§ **TEXT BLOCK**
※ ※ ※

He would still have to qualify as a resident (650€ + healthcare) even if not working in Spain.


----------



## tarot650 (Sep 30, 2007)

StevenSutherland said:


> Hi. I'm just new to this site and was looking for some advice and information. I'm a qualified plumber with 15 years experience. I was wandering if anyone on here could give me advice on the plumbing industry or knew anyone who has there own British building company. Thanks and look forward to your advice.


You haven't said which part of Spain.I know down here on the CDS even Spanish fontaneros are struggling to find work.Best thing you could do is pick the area where you want to go to,have a months holiday and look around and then it will give you a true picture of how things are which sometimes forums can't do.There are still a few jobbing Brit builders over here who are working but they have been here for many years and built a trust and reputation.Sorry to say the days of jumping on a plane with a suitcase full of building tools have long since gone.Hope you find what you are looking for.Regards.SB.


----------



## gus-lopez (Jan 4, 2010)

baldilocks said:


> He would still have to qualify as a resident (650€ + healthcare) even if not working in Spain.


No he doesn't actually have to qualify, just apply. 
Failing to meet the criteria to register as a resident in no way bars you from living here. It cannot, EU rules specifically state that .


----------



## davexf (Jan 26, 2009)

※ ※ ※

§ **BRIEF 1**
List every date that appears in the post headers of the forum thread about working and residency in Spain.
§ **BRIEF 2**
From the records, extract the lines running from the one that contains "Every instance of the weathered" through the one that contains "Query: weathered stone surface", including both, with no changes.

§ **PROVIDED INFORMATION**
※ ※ ※

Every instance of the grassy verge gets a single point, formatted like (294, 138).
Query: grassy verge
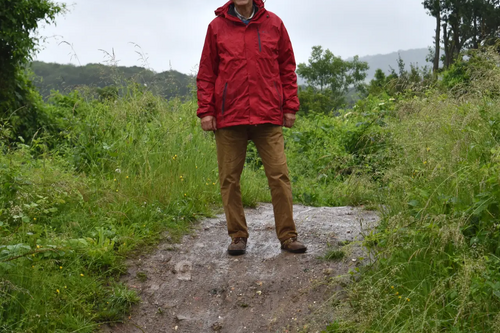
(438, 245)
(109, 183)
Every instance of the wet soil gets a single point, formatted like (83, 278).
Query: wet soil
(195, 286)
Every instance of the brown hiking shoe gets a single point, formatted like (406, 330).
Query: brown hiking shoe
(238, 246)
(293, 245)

※ ※ ※

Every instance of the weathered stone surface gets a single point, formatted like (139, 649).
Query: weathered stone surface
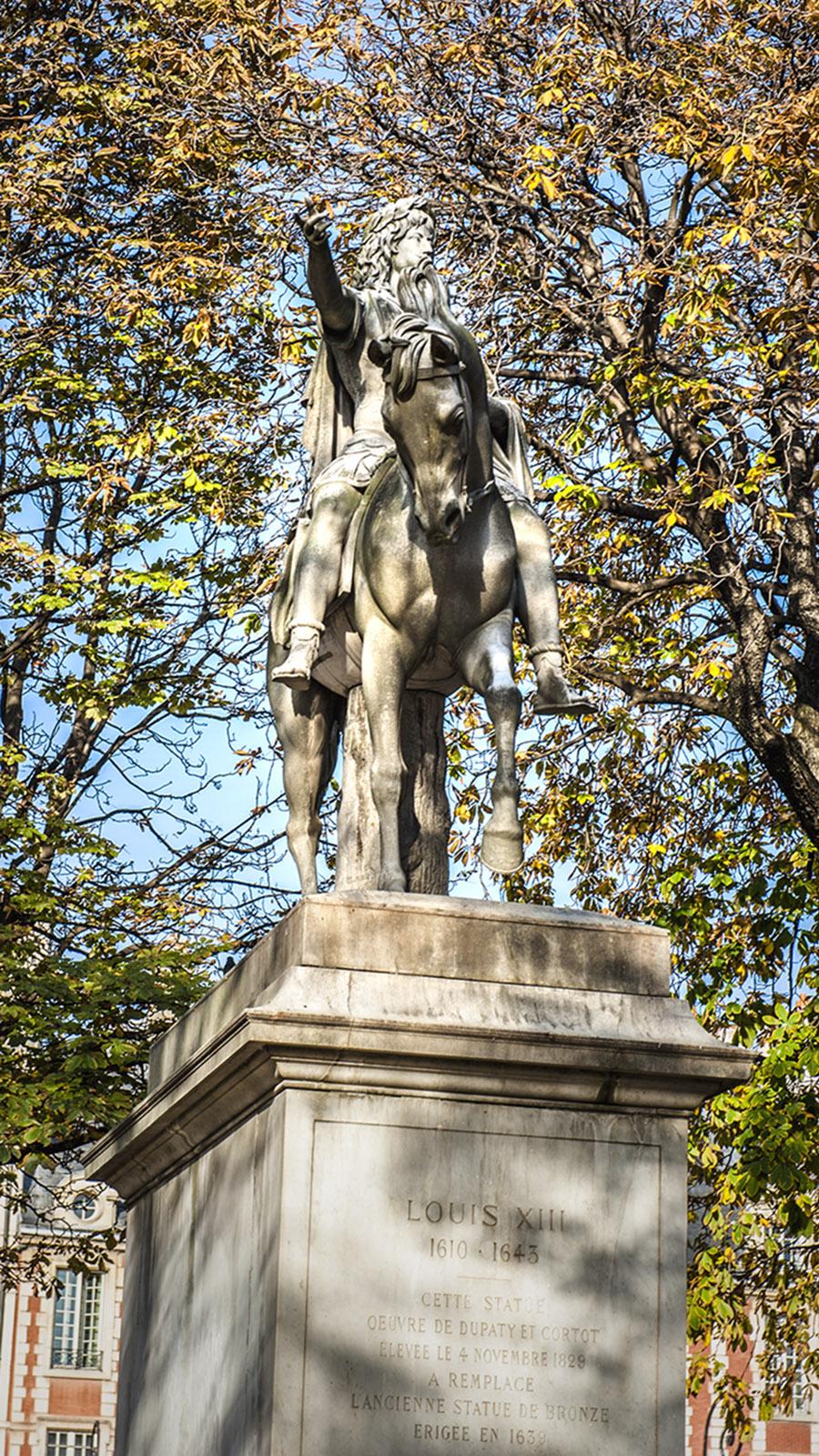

※ ※ ※

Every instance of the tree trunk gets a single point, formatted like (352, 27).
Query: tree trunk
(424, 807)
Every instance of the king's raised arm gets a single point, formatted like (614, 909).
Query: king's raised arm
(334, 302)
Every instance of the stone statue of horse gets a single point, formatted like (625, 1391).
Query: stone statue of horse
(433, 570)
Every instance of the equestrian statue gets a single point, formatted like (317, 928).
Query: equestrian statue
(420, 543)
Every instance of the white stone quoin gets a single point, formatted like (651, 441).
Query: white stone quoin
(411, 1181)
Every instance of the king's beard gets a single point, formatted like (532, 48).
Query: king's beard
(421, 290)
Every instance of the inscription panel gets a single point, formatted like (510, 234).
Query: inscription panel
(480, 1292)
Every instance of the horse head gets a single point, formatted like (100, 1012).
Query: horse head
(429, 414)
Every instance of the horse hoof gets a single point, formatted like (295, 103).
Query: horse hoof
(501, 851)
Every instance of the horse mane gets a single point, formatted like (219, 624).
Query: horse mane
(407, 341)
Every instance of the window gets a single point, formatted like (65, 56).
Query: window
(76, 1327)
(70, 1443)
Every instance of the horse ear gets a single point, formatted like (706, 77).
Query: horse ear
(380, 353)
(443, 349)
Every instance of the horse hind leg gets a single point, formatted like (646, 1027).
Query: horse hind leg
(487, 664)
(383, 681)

※ ※ ※

§ **EXERCISE RESULT 1**
Sep 30, 2007
Jan 4, 2010
Jan 26, 2009

§ **EXERCISE RESULT 2**
Every instance of the weathered stone surface gets a single point, formatted like (139, 649).
Query: weathered stone surface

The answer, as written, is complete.